PROMPT 1: According to the essay about recovering from abuse, how long has the writer been with the man they married?
PROMPT 2: Continue the essay about recovering from abuse from its last sentence.

SOURCE TEXT:
▶

Now, I don’t panic when I hear a man screaming at someone but I do cower when someone is screaming at me.

Now, I don’t have the flashbacks when something reminds me of the abuse, but I do still have vivid memories that hit at random times.

Now, I don’t automatically believe everyone hates me but I do have periods, however brief, where I do feel like everyone puts up with me and doesn’t actually like me.

Now, I am not always watching my back but I still panic if I think I see him.

I no longer believe I have damned near every mental illness in the book, but I still question myself at times- despite those who know me best saying I’m fine.

I no longer panic and lash out when something triggers a memory, but I will freeze and still can’t defend myself physically.

Every day is getting a little better. I’m slowly reverting to who I was before we met. I have almost completely gotten myself back but I know I’ll never be the same as I was. I could never be that young, naive, outgoing girl I used to be. The one who would sit down with strangers at school and make friends like I did in college. The one who would talk to everyone. The one who was told she made people feel comfortable in new situations.

I am getting better at talking to people, but my brain freezes and I either talk too much or clam up.

10 years ago, a decade, I was 20. I had just left college and got in my first adult relationship. It lasted almost 2 years. I started healing almost as soon as the final break up. Almost one year to the date of our break up, I met the man I ended up marrying. We have been together almost 8 years now with two beautiful kids. I look back and not only do I hate who I was, I hate who I became right after. I have slowly been changing myself and like I said, every day gets a little better. When we broke up, I lost a lot of my stuff. I was homeless and didn’t have a car. I pretty much lost all my friends with a very few exceptions and very few people even believed me when I did try to say something.

◀

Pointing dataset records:

▶

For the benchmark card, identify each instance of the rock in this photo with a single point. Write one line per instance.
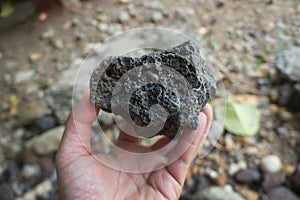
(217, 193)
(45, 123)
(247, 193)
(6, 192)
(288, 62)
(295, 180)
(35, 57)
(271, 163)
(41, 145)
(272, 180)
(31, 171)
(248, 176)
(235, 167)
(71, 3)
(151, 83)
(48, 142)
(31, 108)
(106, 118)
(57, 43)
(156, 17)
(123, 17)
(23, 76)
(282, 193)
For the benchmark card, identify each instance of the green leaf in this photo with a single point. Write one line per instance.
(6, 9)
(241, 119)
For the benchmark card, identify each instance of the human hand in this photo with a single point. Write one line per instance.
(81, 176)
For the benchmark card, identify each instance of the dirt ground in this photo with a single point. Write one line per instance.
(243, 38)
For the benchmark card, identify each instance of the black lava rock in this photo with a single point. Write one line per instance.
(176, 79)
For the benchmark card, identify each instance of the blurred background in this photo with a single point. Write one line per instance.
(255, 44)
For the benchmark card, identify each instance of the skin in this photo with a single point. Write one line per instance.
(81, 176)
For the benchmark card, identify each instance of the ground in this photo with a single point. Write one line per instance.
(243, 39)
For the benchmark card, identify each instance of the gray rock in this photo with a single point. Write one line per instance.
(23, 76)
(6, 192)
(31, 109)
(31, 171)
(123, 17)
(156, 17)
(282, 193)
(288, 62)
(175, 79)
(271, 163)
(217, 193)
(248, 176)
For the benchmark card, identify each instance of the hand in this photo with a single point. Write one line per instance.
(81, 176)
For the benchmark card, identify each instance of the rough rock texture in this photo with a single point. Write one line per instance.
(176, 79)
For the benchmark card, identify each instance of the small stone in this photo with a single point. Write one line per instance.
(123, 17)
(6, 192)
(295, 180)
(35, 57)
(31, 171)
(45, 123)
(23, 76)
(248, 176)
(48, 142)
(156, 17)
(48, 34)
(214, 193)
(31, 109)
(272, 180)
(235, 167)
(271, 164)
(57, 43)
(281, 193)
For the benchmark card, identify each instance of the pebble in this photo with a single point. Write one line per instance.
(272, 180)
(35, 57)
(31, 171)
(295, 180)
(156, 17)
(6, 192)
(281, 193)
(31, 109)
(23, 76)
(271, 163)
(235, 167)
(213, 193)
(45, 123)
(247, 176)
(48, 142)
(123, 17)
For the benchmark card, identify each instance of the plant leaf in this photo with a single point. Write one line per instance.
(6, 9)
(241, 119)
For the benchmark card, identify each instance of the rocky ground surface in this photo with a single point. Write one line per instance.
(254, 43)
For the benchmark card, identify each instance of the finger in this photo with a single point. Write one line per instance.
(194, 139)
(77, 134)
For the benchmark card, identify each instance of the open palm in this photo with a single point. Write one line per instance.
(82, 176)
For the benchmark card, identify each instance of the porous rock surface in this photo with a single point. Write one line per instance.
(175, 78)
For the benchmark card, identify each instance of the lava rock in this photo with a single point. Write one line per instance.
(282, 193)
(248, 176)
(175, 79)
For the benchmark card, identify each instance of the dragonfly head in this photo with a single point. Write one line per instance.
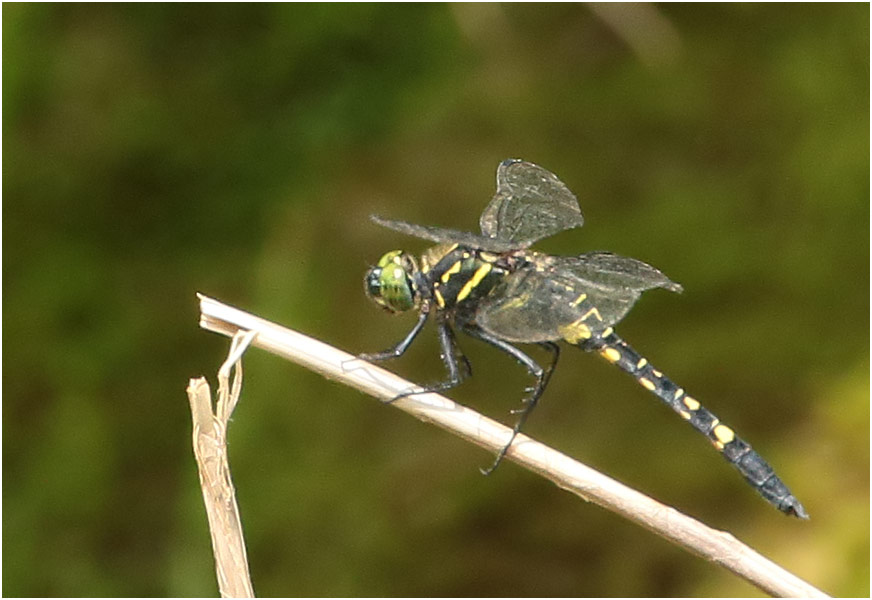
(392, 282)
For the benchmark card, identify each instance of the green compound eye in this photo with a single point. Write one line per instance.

◀

TASK RESPONSE 1: Almost 8 years.

TASK RESPONSE 2:
I started down a bad road- with drugs, alcohol and jumping in and out of living situations. That only lasted a few months until I woke up one day and realized I was wasting my time, life, and money so I moved back in with my parents to detox. I still had a drinking problem but I got and held a job, got a gym membership and got into boxing then ran into an old friend. I was with her when I met my husband. We hit it off fast and within a few months we were married. He has never been into drugs nor alcohol so he has helped me get and stay sober. Now, I may drink one glass of something one or two times a year but outside of that, I don’t drink. There was one time I said that I would smoke til the day I die- now it’s been 8 years since my last hit.

If anyone reading this has just gotten out of an abusive relationship, just keep in mind. It’s hard, yes but it does get better. Every day you’ll be a little stronger and every year will get better. You have to take it day by day, month by month and year by year but at some point, you will be healed enough to move on with your life and you will be stronger than you thought you could be.